→ **The problem**
Below is some material; transcribe all of it exactly.

→ **Material for this exercise**
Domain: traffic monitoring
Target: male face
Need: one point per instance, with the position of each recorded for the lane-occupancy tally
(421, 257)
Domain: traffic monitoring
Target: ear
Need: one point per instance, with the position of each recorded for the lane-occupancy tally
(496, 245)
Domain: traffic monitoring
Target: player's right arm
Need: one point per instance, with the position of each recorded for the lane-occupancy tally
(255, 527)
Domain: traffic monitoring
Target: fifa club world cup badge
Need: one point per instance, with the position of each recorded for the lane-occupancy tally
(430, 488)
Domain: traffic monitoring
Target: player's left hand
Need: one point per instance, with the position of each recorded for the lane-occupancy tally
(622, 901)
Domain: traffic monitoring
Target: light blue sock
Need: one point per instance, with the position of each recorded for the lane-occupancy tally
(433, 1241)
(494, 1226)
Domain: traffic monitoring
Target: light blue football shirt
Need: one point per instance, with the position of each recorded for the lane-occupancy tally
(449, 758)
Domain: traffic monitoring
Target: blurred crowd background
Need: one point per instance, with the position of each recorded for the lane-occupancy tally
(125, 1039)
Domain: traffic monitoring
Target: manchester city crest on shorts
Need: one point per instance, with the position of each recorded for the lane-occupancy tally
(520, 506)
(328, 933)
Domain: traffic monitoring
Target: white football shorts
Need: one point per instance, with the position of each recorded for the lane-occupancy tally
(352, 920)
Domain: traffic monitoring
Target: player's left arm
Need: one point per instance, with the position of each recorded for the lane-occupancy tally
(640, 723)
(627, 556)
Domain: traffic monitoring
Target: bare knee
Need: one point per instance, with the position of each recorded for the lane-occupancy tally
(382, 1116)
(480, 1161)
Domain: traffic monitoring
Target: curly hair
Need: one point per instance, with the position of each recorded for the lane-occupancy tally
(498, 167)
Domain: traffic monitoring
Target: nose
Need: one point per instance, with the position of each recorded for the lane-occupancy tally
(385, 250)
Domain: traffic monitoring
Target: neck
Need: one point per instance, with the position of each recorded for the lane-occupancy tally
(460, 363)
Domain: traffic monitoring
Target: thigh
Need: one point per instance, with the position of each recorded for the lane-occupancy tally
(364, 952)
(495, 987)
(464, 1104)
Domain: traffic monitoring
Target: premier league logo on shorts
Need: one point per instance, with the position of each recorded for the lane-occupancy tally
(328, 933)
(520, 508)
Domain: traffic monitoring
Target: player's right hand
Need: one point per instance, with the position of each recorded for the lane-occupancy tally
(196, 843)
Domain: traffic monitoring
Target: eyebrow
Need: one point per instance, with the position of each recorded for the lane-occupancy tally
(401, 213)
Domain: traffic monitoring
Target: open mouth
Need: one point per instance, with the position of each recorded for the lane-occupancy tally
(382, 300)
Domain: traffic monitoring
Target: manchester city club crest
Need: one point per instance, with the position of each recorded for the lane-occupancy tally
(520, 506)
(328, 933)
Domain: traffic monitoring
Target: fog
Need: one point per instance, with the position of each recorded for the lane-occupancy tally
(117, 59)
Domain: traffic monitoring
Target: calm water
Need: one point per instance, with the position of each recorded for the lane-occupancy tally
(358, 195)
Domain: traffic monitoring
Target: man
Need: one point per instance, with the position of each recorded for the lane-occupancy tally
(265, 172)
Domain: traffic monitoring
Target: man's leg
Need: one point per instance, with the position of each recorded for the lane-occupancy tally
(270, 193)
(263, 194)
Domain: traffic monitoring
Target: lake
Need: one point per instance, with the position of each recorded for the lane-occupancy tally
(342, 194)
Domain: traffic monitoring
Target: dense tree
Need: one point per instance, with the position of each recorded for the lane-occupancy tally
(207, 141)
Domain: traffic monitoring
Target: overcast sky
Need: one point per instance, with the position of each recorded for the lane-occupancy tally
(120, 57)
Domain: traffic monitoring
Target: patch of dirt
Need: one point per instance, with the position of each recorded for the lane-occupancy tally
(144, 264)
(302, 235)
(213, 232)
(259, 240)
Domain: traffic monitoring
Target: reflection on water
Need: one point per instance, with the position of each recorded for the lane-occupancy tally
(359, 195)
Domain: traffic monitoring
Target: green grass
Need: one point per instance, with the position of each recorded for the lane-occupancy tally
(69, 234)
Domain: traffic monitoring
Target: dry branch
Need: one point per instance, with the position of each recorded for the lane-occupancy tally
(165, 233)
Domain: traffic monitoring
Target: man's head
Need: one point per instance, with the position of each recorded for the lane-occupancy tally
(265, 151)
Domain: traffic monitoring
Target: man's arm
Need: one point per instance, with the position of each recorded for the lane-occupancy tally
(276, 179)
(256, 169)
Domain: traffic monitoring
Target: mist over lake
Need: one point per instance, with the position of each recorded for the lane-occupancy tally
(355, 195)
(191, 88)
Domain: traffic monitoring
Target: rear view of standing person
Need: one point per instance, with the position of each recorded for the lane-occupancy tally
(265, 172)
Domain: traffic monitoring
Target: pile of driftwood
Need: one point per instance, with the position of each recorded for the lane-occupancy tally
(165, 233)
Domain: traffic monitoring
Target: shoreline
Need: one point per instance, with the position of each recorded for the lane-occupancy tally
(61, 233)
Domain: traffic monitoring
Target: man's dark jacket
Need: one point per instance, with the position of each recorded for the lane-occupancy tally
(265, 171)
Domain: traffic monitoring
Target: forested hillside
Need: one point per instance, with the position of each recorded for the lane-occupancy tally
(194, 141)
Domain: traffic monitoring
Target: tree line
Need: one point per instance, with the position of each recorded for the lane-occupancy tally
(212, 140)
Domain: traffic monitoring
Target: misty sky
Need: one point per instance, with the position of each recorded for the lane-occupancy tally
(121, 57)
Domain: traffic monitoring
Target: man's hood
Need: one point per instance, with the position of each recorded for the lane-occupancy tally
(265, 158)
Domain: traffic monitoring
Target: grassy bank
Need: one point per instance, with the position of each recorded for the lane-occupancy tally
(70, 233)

→ **Response below**
Domain: traffic monitoring
Target: male face
Need: one point per instance, with the position of each recorded for the lane-occupancy tally
(421, 257)
Domain: traffic monitoring
Target: ear
Need: one point per instance, with the position of each recorded for the lane-occupancy tally
(496, 245)
Domain: traffic monitoring
Target: player's right arm
Need: one point per instance, with the position of each recorded for the lane-occupancy tally
(255, 527)
Domain: traffic monitoring
Target: fifa club world cup badge
Need: one point per instance, with the position of each recorded for the lane-occupancy tally
(430, 488)
Domain: traffic monitoring
Target: player's left hand
Need: one point per instance, with the position of each recorded for the lane-occupancy tally
(622, 901)
Domain: traffic monitoring
Target: light blue sock
Need: one point per instance, with the position of each recorded for the lane-occupancy tally
(433, 1241)
(494, 1226)
Domain: traffic monitoring
Target: light blue football shirt
Need: one point per instance, with the position of each recorded for the lane-occupancy tally
(449, 758)
Domain: traffic monitoring
Target: blurred crowd background
Need: one point per instance, with the position of each recorded for the lane-occupancy tally
(125, 1039)
Domain: traffic monitoring
Target: manchester city crest on shorts
Need: one point per instance, with the position of each recorded for the lane-occupancy tally
(520, 506)
(328, 933)
Domain: traffic monitoring
Target: white football shorts
Need: one point per instance, with the position of each recorded for the lane-occupancy tally
(352, 920)
Domain: traffic monitoring
Target: player's left arm
Need: one point per instance, with the position of each recorded for the lane-occupancy tally
(640, 723)
(627, 556)
Domain: traffic monitoring
Target: bare knee
Need: one point per instance, with the position of each recorded for the lane-occupancy tally
(382, 1116)
(480, 1161)
Domain: traffic monitoring
Target: curly hair
Need: one point per instance, with the position of each recorded for the lane-occupancy tally
(498, 167)
Domain: traffic monitoring
Target: nose
Need: one point per instance, with the position of each recorded for the lane-occupancy tally
(385, 250)
Domain: traffic monitoring
Target: neck
Need: one point per instance, with the position of each recorded for the lane-occupancy tally
(460, 363)
Domain: traffic monitoring
Target: thigh
Need: one point per instance, with the position of each recorded for the lane-occupancy tally
(364, 952)
(495, 987)
(464, 1104)
Domain: traffic monitoring
Target: premier league logo on shorts
Need: one point per instance, with the position of each recorded for the lane-occupancy tally
(328, 933)
(520, 508)
Domain: traffic monitoring
Target: player's right hand
Need: one point per instance, with the position of each recorded for the lane-occupancy tally
(196, 843)
Domain: traffic monitoring
Target: eyebrow
Need: one point per instance, with the position of each recorded for the lane-occupancy tally
(401, 213)
Domain: traffic monitoring
Target: open mouth
Need: one point per instance, with the position of each recorded for the lane-occupancy tally
(382, 300)
Domain: traffic monitoring
Target: manchester city club crest
Need: one point per instance, with the position of each recorded for the lane-occupancy tally
(520, 506)
(328, 933)
Domain: traffic monitoring
Target: fog
Need: one point per instance, with the position of each recorded for the lane-occupancy tally
(117, 59)
Domain: traffic monitoring
Target: calm water
Need: one point per instance, with the position of each recorded for the lane-occupancy tally
(358, 195)
Domain: traffic monitoring
Target: man
Need: one point per instance, with the position of each recorded for the lane-occupancy tally
(265, 172)
Domain: traffic monitoring
Target: man's leg
Need: one point per instance, with the position of each recorded for the lane-occupancy tally
(270, 193)
(263, 194)
Domain: traffic monitoring
Target: lake
Need: one point per instance, with the position of each recorded for the lane-occupancy tally
(342, 194)
Domain: traffic monitoring
Target: dense tree
Need: one point per instance, with the position of each recorded for the lane-occupancy tally
(207, 141)
Domain: traffic monitoring
Target: overcast sky
Need: one point per instance, with the position of each recorded for the lane-occupancy tally
(120, 57)
Domain: traffic monitoring
Target: patch of dirt
Need: one point per instance, with the position of each recorded for the lane-occupancy tally
(144, 264)
(302, 235)
(213, 232)
(259, 240)
Domain: traffic monitoring
Target: reflection on water
Need: one point per instance, with the position of each recorded for the lane-occupancy tally
(359, 195)
Domain: traffic monitoring
Target: green grass
Need: one point per instance, with the position of each recorded for the lane-occupancy tally
(69, 234)
Domain: traffic monitoring
Target: dry branch
Need: one point per instance, with the position of each recorded for the lane-occupancy tally
(165, 233)
Domain: traffic monitoring
Target: man's head
Need: one point per instance, with the position of each recorded for the lane-occupancy tally
(265, 151)
Domain: traffic monitoring
Target: man's arm
Need: one point per instance, with the position of each recorded for the lane-occupancy tally
(276, 179)
(256, 169)
Domain: traffic monitoring
Target: mist over lake
Need: one point per instance, with the position of each recorded for the lane-occupancy tally
(355, 195)
(191, 88)
Domain: traffic monitoring
Target: rear view of standing person
Need: one point per instance, with the position of each recorded for the lane-occupancy tally
(265, 172)
Domain: traffic monitoring
Target: pile of driftwood
Need: one point per instance, with the position of each recorded for the lane-occupancy tally
(165, 233)
Domain: traffic monitoring
Target: shoreline
Need: one point per instance, with the position of each recorded for the lane-occupancy tally
(61, 233)
Domain: traffic monitoring
Target: man's dark jacket
Need: one point per instance, with the position of each recorded for the lane-occupancy tally
(265, 171)
Domain: traffic monitoring
Target: forested hillside
Need: one point per instance, with the position of each recorded for the lane-occupancy tally
(194, 141)
Domain: traffic monitoring
Target: tree line
Need: one point per instance, with the position of each recorded for the lane-occupancy tally
(212, 140)
Domain: traffic monitoring
Target: misty sky
Need: one point per instance, with the position of each recorded for the lane-occupancy tally
(121, 57)
Domain: traffic monitoring
Target: man's hood
Need: one point per instance, with the position of each recorded for the lane-occupancy tally
(265, 158)
Domain: traffic monitoring
Target: grassy bank
Need: one point per instance, with the position of each recorded for the lane-occupancy tally
(70, 233)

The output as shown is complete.